Where in the data below does the word "draw" appear? Copy each line that holds it.

Dataset Block Start

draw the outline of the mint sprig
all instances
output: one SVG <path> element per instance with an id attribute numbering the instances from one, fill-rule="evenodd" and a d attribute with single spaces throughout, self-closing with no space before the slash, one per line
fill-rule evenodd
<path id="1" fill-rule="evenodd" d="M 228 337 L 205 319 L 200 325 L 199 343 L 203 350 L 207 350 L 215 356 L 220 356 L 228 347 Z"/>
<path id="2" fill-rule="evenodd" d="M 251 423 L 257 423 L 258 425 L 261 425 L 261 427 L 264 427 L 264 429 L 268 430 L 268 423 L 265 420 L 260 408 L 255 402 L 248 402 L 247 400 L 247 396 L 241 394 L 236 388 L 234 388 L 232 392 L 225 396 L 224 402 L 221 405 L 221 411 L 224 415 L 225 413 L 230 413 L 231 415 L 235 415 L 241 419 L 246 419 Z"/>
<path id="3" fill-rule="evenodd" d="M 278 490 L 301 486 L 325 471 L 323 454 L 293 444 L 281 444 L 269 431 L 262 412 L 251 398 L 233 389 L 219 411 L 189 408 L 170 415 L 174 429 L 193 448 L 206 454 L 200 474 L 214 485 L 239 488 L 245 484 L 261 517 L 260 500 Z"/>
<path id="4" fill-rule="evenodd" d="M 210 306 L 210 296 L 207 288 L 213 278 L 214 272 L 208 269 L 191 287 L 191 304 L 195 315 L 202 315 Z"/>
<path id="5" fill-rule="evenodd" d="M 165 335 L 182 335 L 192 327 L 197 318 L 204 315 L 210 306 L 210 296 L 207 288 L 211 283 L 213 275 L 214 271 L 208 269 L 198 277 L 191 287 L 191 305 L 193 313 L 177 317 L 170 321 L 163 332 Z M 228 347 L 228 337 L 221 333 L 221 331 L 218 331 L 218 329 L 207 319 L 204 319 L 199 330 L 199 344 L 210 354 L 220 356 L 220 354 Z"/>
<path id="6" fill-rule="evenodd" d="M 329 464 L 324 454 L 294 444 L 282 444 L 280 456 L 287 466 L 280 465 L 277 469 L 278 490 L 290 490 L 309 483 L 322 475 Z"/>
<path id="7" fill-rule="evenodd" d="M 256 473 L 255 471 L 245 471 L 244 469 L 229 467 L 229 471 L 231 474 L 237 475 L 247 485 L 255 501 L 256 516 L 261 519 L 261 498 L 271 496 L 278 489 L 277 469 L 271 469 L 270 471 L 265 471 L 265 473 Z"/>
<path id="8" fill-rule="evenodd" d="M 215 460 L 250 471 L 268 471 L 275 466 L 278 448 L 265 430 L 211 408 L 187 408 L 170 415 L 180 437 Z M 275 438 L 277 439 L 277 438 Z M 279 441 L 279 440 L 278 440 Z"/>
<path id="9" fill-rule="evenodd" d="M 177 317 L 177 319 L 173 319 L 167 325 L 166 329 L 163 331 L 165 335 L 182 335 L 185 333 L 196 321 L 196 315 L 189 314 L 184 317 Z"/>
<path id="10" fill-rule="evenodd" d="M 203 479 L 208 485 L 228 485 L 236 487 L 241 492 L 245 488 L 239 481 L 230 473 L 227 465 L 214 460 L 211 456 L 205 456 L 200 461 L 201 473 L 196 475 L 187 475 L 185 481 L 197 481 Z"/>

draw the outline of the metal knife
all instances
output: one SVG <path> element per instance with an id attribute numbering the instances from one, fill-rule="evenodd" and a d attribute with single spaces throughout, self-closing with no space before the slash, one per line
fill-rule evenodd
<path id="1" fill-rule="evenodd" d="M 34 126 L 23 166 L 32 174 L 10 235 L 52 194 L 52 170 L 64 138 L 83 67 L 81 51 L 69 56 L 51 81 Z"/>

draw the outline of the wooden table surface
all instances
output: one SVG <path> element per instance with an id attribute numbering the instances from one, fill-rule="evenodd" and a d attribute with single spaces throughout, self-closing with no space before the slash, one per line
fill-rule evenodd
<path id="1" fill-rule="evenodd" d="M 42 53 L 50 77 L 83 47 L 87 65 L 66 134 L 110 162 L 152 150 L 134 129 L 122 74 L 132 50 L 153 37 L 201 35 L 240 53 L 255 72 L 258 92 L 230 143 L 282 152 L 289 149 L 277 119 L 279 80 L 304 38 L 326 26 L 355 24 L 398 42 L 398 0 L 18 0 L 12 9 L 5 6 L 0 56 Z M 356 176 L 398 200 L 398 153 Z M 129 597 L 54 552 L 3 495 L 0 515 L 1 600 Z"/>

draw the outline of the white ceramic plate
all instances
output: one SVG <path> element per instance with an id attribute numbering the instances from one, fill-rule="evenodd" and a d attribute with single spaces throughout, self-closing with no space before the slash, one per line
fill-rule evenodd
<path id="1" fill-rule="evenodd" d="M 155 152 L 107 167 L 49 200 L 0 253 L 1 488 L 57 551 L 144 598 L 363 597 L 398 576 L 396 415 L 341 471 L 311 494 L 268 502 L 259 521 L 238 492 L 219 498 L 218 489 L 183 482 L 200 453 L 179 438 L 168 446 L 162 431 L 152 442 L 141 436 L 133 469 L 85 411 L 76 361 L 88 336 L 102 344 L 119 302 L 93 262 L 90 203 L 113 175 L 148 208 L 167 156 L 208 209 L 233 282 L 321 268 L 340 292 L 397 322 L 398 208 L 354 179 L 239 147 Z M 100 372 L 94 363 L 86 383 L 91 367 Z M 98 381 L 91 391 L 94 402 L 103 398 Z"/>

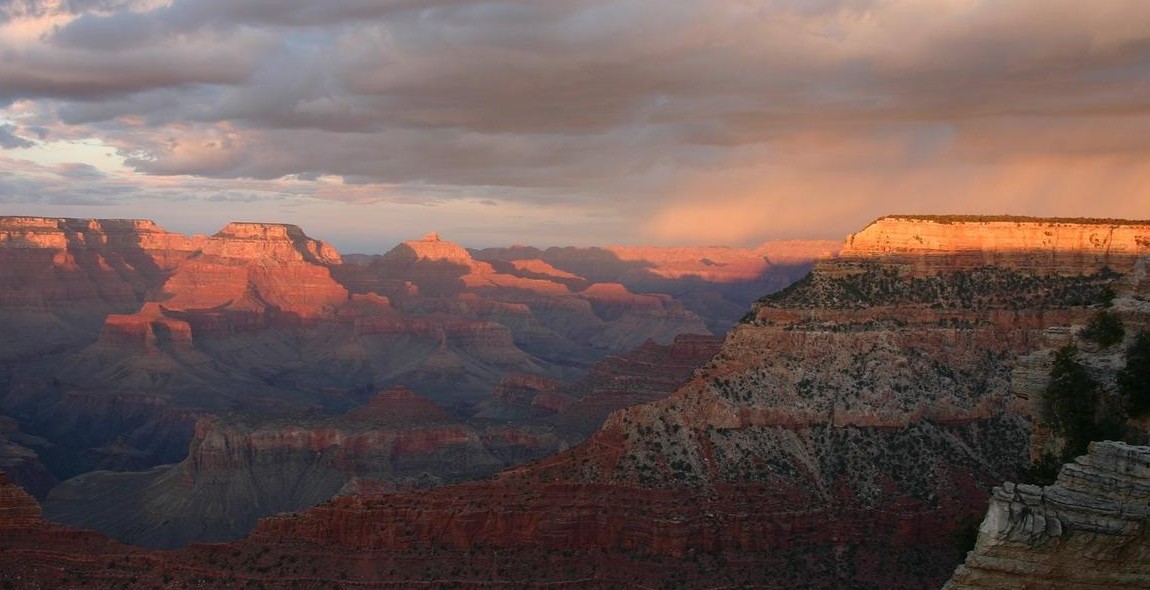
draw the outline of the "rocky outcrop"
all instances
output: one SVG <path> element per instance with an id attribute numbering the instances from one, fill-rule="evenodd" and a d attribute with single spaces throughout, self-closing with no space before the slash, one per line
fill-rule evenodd
<path id="1" fill-rule="evenodd" d="M 1150 588 L 1150 447 L 1095 442 L 1054 485 L 1006 483 L 946 590 Z"/>
<path id="2" fill-rule="evenodd" d="M 294 225 L 231 223 L 177 269 L 157 300 L 209 333 L 330 317 L 348 299 L 328 268 L 339 263 L 335 249 Z"/>
<path id="3" fill-rule="evenodd" d="M 53 520 L 120 541 L 172 548 L 235 539 L 260 517 L 341 491 L 395 492 L 480 477 L 557 446 L 546 430 L 488 432 L 395 388 L 329 420 L 202 419 L 181 463 L 70 479 L 52 491 L 45 510 Z"/>
<path id="4" fill-rule="evenodd" d="M 15 419 L 0 414 L 0 473 L 8 476 L 29 494 L 43 498 L 57 483 L 56 477 L 40 461 L 40 456 L 28 445 L 40 444 L 43 439 L 20 431 Z"/>
<path id="5" fill-rule="evenodd" d="M 470 267 L 473 263 L 471 254 L 454 242 L 448 242 L 439 237 L 438 233 L 429 233 L 418 240 L 408 240 L 392 248 L 383 256 L 386 261 L 396 262 L 447 262 L 460 266 Z"/>
<path id="6" fill-rule="evenodd" d="M 202 250 L 207 256 L 265 263 L 306 261 L 330 266 L 341 262 L 335 248 L 286 223 L 229 223 L 208 238 Z"/>
<path id="7" fill-rule="evenodd" d="M 488 248 L 472 252 L 502 272 L 547 278 L 576 292 L 595 283 L 619 284 L 633 293 L 671 295 L 725 333 L 747 306 L 805 275 L 811 263 L 829 258 L 840 244 L 829 241 L 767 242 L 758 248 Z M 632 343 L 632 346 L 639 342 Z"/>
<path id="8" fill-rule="evenodd" d="M 196 247 L 151 221 L 0 217 L 0 362 L 90 342 Z"/>
<path id="9" fill-rule="evenodd" d="M 0 526 L 15 526 L 39 521 L 40 505 L 20 486 L 10 483 L 0 471 Z"/>
<path id="10" fill-rule="evenodd" d="M 916 272 L 996 266 L 1032 274 L 1129 272 L 1150 254 L 1150 221 L 981 216 L 883 217 L 847 238 L 842 256 L 883 256 Z"/>

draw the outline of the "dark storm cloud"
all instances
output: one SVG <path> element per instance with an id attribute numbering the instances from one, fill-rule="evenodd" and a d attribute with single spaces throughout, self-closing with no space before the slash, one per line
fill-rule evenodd
<path id="1" fill-rule="evenodd" d="M 1150 145 L 1141 0 L 0 10 L 0 104 L 33 101 L 53 137 L 87 131 L 149 175 L 626 201 L 668 228 L 700 194 L 740 219 L 756 199 L 883 213 L 935 186 L 978 193 L 972 207 L 1004 202 L 987 187 L 1022 187 L 1021 208 L 1041 186 L 1011 170 L 1057 176 L 1066 157 L 1120 175 L 1135 209 L 1146 196 L 1123 164 Z M 838 196 L 851 187 L 867 196 Z"/>

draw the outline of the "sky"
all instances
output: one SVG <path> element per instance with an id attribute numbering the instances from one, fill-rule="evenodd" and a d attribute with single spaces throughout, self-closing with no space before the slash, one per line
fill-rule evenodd
<path id="1" fill-rule="evenodd" d="M 1146 0 L 0 0 L 0 215 L 343 252 L 1150 218 Z"/>

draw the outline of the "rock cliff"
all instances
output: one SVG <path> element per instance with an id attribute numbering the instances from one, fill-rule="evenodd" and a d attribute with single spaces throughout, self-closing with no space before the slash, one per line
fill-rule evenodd
<path id="1" fill-rule="evenodd" d="M 4 217 L 0 236 L 0 409 L 60 479 L 178 461 L 207 414 L 331 416 L 398 383 L 465 413 L 508 372 L 578 378 L 706 332 L 674 298 L 575 292 L 435 235 L 359 265 L 285 224 Z"/>
<path id="2" fill-rule="evenodd" d="M 0 216 L 0 362 L 89 342 L 196 248 L 145 220 Z"/>
<path id="3" fill-rule="evenodd" d="M 1150 222 L 1118 219 L 891 216 L 847 238 L 842 256 L 883 256 L 917 272 L 995 266 L 1030 273 L 1129 272 L 1150 254 Z"/>
<path id="4" fill-rule="evenodd" d="M 474 251 L 477 260 L 527 278 L 548 278 L 572 290 L 593 283 L 619 284 L 633 293 L 674 297 L 725 333 L 764 293 L 799 279 L 811 262 L 838 252 L 829 241 L 767 242 L 758 248 L 548 248 L 526 246 Z M 633 343 L 637 345 L 638 343 Z"/>
<path id="5" fill-rule="evenodd" d="M 1007 234 L 973 242 L 982 248 L 1034 249 L 1009 235 L 1013 223 L 965 223 L 950 229 Z M 937 587 L 959 523 L 1029 463 L 1016 359 L 1050 327 L 1083 322 L 1130 266 L 903 254 L 820 262 L 756 305 L 677 393 L 613 414 L 568 452 L 488 483 L 270 518 L 247 547 L 368 548 L 395 575 L 424 580 L 397 556 L 434 547 L 437 563 L 473 564 L 463 554 L 476 548 L 512 559 L 566 551 L 557 559 L 570 575 L 606 586 L 766 575 L 778 587 Z M 932 262 L 906 262 L 924 256 Z M 628 565 L 591 566 L 591 555 L 627 555 Z"/>
<path id="6" fill-rule="evenodd" d="M 151 571 L 201 587 L 938 587 L 959 523 L 1029 463 L 1017 359 L 1084 323 L 1130 267 L 903 254 L 820 262 L 675 394 L 612 414 L 569 451 L 490 481 L 336 498 Z"/>
<path id="7" fill-rule="evenodd" d="M 1150 588 L 1150 447 L 1091 443 L 1054 485 L 994 488 L 945 590 Z"/>
<path id="8" fill-rule="evenodd" d="M 201 419 L 174 466 L 69 479 L 45 501 L 48 518 L 157 548 L 223 541 L 258 518 L 299 510 L 348 489 L 401 491 L 490 475 L 553 453 L 558 438 L 529 426 L 487 432 L 406 388 L 328 419 Z M 94 509 L 95 508 L 95 509 Z"/>
<path id="9" fill-rule="evenodd" d="M 204 332 L 330 317 L 348 300 L 329 269 L 339 263 L 334 248 L 294 225 L 231 223 L 204 240 L 156 299 Z"/>

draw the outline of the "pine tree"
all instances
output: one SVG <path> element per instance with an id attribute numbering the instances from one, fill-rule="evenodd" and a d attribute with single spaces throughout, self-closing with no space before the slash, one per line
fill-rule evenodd
<path id="1" fill-rule="evenodd" d="M 1100 434 L 1095 424 L 1098 383 L 1077 357 L 1078 349 L 1073 345 L 1055 353 L 1045 392 L 1051 426 L 1066 438 L 1064 454 L 1070 457 L 1085 453 L 1090 441 Z"/>
<path id="2" fill-rule="evenodd" d="M 1150 333 L 1139 332 L 1126 351 L 1126 368 L 1118 373 L 1118 388 L 1131 416 L 1150 413 Z"/>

Dataset Block End

### Answer area
draw the outline of the mint sprig
draw the outline of the metal knife
draw the outline of the wooden table surface
draw the outline of the white ceramic plate
draw the outline of the "rocky outcrop"
draw the outline of the "dark storm cloud"
draw the outline of the "sky"
draw the outline of the "rock cliff"
draw the outline of the "pine tree"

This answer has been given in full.